**TASK GOAL**
Restate each of the lines given below, word for word.

--------------------

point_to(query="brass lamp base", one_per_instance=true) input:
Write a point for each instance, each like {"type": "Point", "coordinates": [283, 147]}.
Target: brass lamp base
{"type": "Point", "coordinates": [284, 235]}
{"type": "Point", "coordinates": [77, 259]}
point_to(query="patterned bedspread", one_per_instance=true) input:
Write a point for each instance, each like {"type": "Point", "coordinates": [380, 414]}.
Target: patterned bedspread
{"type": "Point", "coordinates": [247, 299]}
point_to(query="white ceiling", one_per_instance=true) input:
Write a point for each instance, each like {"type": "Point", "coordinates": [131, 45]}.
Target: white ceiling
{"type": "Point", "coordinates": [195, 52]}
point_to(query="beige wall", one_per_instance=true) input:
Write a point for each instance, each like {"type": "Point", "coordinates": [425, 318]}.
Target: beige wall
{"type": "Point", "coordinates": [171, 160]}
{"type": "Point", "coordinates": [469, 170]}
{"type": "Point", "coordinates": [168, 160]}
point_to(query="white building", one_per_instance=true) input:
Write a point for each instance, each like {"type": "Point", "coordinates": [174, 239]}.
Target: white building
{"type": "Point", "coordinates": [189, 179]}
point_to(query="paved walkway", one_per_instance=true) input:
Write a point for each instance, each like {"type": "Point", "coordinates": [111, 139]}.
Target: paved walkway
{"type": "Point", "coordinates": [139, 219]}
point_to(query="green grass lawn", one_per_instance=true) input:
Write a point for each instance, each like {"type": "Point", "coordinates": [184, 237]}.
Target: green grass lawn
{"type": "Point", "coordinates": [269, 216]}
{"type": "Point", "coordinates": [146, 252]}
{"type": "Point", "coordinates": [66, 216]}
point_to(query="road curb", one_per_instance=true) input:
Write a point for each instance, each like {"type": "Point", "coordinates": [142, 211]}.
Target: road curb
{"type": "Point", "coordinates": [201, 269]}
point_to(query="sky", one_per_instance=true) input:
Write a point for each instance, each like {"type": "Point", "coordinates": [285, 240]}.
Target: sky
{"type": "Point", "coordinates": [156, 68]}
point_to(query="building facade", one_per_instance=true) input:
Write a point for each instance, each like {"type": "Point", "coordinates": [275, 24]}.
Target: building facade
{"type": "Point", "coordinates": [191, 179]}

--------------------

**OUTPUT OF THE EXERCISE**
point_to(query="brass lamp base", one_per_instance=true) input:
Write a point for each instance, each like {"type": "Point", "coordinates": [283, 147]}.
Target: brass lamp base
{"type": "Point", "coordinates": [284, 235]}
{"type": "Point", "coordinates": [77, 259]}
point_to(query="patterned bedspread", one_per_instance=true) input:
Write a point for each instance, each like {"type": "Point", "coordinates": [380, 414]}.
Target: patterned bedspread
{"type": "Point", "coordinates": [247, 299]}
point_to(query="white ceiling", one_per_instance=true) input:
Write a point for each instance, each like {"type": "Point", "coordinates": [131, 45]}.
Target: white ceiling
{"type": "Point", "coordinates": [195, 52]}
point_to(query="beige wall", one_per_instance=true) input:
Write a point for each instance, each like {"type": "Point", "coordinates": [425, 318]}.
Target: beige wall
{"type": "Point", "coordinates": [171, 160]}
{"type": "Point", "coordinates": [469, 170]}
{"type": "Point", "coordinates": [168, 160]}
point_to(query="white building", one_per_instance=true) input:
Write a point for each instance, each like {"type": "Point", "coordinates": [174, 239]}.
Target: white building
{"type": "Point", "coordinates": [189, 179]}
point_to(query="paved walkway", one_per_instance=true) input:
Write a point for each instance, each like {"type": "Point", "coordinates": [111, 139]}.
Target: paved walkway
{"type": "Point", "coordinates": [139, 219]}
point_to(query="green grass lawn", one_per_instance=true) input:
Write a point for each instance, each like {"type": "Point", "coordinates": [184, 237]}.
Target: green grass lawn
{"type": "Point", "coordinates": [269, 216]}
{"type": "Point", "coordinates": [146, 252]}
{"type": "Point", "coordinates": [66, 216]}
point_to(query="road curb", one_per_instance=true) input:
Write a point for each instance, each like {"type": "Point", "coordinates": [142, 211]}.
Target: road curb
{"type": "Point", "coordinates": [201, 269]}
point_to(query="sky", one_per_instance=true) input:
Write a point for each instance, each like {"type": "Point", "coordinates": [285, 240]}.
Target: sky
{"type": "Point", "coordinates": [156, 68]}
point_to(query="building facade", one_per_instance=true) input:
Write a point for each instance, each like {"type": "Point", "coordinates": [275, 24]}.
Target: building facade
{"type": "Point", "coordinates": [191, 179]}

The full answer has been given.